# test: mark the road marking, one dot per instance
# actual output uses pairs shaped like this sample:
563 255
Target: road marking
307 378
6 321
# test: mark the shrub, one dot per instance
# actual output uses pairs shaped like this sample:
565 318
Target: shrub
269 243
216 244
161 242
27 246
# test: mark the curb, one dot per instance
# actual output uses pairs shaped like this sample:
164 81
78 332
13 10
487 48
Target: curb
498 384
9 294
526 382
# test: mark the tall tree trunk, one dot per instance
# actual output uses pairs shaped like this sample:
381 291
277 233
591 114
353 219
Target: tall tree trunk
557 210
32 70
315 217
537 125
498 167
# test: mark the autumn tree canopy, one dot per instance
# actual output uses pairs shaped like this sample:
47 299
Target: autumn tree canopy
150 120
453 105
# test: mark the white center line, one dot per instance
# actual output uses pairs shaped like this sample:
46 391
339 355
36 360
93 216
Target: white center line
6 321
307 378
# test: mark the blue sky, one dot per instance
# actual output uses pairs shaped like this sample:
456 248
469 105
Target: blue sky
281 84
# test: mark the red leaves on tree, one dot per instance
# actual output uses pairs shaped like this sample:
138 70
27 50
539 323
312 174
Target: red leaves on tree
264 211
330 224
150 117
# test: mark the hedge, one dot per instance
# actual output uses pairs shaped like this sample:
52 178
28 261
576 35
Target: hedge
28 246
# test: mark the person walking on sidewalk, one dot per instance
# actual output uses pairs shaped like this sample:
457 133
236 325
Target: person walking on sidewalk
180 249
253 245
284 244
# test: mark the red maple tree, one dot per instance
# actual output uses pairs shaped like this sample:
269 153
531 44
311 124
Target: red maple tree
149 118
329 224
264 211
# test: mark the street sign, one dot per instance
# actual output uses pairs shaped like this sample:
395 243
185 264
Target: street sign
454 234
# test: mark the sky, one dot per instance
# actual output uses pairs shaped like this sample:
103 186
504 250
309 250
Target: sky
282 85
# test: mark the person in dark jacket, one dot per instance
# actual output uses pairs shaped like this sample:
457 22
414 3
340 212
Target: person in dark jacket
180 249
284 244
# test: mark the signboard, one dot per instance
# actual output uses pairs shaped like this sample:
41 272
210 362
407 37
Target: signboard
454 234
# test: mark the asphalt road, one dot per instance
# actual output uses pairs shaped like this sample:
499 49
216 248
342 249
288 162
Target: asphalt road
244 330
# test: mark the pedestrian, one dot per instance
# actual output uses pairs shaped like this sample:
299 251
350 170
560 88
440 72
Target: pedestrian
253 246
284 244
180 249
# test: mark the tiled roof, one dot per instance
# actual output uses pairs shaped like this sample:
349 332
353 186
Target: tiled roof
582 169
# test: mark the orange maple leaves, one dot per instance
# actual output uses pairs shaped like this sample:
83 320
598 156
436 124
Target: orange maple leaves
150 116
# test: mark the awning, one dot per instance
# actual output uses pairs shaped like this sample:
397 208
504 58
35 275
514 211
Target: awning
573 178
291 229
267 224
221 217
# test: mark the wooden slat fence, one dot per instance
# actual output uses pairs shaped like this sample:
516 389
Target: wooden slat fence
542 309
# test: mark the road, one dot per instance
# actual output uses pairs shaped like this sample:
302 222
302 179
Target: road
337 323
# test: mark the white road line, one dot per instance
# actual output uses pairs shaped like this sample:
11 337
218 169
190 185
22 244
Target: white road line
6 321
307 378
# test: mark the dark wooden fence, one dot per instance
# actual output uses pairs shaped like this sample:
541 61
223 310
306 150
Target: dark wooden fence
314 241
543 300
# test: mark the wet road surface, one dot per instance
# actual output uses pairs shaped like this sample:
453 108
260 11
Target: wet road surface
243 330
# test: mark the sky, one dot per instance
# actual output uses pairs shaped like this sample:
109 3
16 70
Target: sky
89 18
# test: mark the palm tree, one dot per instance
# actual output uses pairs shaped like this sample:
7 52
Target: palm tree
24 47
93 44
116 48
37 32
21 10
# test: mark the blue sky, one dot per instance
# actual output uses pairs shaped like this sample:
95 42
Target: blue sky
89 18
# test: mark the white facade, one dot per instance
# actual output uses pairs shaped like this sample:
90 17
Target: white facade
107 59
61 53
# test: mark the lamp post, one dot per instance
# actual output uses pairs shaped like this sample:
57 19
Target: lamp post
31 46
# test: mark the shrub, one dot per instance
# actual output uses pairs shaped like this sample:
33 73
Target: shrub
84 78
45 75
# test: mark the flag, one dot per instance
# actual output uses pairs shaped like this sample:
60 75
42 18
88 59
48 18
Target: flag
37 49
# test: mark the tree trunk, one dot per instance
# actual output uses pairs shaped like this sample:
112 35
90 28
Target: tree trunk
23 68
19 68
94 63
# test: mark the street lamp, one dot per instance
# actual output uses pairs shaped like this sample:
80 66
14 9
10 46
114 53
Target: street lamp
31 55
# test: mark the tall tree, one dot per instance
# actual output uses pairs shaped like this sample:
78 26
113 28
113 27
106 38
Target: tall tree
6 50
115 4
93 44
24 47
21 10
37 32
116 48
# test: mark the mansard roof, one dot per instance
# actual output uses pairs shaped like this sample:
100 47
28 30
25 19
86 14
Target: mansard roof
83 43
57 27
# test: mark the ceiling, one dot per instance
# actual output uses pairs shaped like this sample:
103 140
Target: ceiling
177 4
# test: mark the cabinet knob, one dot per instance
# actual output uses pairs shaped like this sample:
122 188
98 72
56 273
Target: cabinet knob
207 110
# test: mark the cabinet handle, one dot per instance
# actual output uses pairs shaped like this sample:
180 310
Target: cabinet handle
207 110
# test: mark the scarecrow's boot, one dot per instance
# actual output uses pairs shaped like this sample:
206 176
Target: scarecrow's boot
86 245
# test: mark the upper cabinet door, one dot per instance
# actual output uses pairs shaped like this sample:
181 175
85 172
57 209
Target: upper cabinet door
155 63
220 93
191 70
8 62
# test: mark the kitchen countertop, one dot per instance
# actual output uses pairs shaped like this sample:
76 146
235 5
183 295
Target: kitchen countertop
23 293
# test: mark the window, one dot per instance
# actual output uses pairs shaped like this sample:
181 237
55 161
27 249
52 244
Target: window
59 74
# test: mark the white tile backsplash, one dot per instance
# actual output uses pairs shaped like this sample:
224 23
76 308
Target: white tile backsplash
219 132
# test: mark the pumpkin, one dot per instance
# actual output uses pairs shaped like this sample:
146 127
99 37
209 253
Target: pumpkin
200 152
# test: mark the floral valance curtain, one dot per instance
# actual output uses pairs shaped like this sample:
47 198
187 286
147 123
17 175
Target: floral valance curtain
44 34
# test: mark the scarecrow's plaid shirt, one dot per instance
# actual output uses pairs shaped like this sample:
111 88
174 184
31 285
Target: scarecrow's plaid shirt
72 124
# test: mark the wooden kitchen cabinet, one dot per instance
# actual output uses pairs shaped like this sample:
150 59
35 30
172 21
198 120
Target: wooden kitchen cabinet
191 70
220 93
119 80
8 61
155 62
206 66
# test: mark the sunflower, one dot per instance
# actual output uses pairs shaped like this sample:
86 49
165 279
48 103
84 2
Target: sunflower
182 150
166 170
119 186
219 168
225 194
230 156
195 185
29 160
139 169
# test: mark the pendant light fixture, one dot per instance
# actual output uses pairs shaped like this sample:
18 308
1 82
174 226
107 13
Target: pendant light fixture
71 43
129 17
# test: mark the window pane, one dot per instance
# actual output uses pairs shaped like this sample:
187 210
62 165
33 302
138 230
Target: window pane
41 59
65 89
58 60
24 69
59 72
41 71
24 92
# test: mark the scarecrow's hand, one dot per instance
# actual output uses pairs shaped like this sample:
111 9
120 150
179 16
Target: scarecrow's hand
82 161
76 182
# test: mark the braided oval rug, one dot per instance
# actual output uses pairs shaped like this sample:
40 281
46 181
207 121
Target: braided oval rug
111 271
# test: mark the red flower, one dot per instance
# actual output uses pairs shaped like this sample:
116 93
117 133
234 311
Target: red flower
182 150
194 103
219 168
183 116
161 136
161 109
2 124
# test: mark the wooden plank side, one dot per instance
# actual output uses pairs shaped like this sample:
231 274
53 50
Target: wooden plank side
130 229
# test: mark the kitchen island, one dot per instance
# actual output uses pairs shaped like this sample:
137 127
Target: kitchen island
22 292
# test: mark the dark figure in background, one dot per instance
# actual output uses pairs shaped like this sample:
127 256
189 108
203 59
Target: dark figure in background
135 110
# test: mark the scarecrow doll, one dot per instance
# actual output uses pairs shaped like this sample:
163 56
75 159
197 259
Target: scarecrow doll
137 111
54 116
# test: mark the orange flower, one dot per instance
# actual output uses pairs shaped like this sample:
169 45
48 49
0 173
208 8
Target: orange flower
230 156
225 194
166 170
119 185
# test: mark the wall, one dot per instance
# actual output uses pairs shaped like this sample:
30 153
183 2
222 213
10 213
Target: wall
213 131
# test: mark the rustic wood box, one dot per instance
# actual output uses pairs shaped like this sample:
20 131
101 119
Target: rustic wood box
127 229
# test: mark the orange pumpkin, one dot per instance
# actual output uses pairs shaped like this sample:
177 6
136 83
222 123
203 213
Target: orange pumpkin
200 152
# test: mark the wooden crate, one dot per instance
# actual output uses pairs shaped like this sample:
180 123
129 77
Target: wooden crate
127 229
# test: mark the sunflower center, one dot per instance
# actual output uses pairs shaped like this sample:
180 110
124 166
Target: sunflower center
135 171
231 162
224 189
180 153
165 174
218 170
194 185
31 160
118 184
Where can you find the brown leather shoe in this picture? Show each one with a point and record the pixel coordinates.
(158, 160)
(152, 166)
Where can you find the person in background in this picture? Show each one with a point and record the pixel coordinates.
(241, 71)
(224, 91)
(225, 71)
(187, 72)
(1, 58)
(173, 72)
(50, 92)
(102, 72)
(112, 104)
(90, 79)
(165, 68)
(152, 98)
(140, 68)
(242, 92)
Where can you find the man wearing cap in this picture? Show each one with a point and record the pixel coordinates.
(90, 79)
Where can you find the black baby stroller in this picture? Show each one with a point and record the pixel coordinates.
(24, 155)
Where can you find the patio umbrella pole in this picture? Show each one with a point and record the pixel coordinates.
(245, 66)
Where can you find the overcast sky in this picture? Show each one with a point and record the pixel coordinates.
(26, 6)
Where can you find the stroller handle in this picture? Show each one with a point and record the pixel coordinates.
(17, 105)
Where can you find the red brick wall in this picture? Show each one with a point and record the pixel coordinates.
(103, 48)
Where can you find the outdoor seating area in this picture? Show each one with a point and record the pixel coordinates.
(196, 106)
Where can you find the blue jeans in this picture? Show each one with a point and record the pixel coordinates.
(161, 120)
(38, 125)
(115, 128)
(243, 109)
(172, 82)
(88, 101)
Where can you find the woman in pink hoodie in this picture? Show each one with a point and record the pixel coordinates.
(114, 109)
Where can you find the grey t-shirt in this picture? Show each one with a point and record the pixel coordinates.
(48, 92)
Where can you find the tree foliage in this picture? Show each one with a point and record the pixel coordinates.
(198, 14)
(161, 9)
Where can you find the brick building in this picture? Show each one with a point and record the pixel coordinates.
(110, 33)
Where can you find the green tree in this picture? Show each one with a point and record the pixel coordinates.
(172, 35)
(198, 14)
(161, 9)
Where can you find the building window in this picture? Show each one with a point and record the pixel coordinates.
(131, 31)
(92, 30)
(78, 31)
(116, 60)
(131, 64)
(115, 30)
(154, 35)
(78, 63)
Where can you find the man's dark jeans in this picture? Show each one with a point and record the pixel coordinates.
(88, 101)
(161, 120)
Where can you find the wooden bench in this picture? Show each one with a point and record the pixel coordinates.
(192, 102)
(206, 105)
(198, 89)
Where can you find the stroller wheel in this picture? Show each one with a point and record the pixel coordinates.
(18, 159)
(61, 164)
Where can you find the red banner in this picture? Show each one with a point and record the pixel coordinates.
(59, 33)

## EXERCISE AIM
Each line from the one containing "Where can you find the brick" through the end of the entries, both included, is to be returned exactly, with no other lines.

## REPLY
Where can you find the brick building in this picture? Show each one with a point and record the pixel coordinates.
(110, 33)
Where can you find the green tree in this picture? Show each one with a point and record the pixel coordinates.
(172, 35)
(198, 14)
(161, 9)
Where can you find the building window in this picture? Show each one with a point and record the pixel coordinates.
(131, 31)
(92, 30)
(78, 31)
(116, 60)
(131, 64)
(115, 30)
(154, 35)
(78, 63)
Where can you find the man's dark jeans in this picture? Show each one with a point and record the pixel coordinates.
(88, 101)
(161, 120)
Where can you find the wooden bench in this picture? Show each one with a point and record the pixel coordinates.
(192, 102)
(206, 105)
(198, 89)
Where can you find the stroller wheel in this picture? Show each one with a point and record the pixel coordinates.
(18, 159)
(61, 164)
Where can you find the red banner in this picture? Show each one with a point and record the pixel coordinates.
(59, 33)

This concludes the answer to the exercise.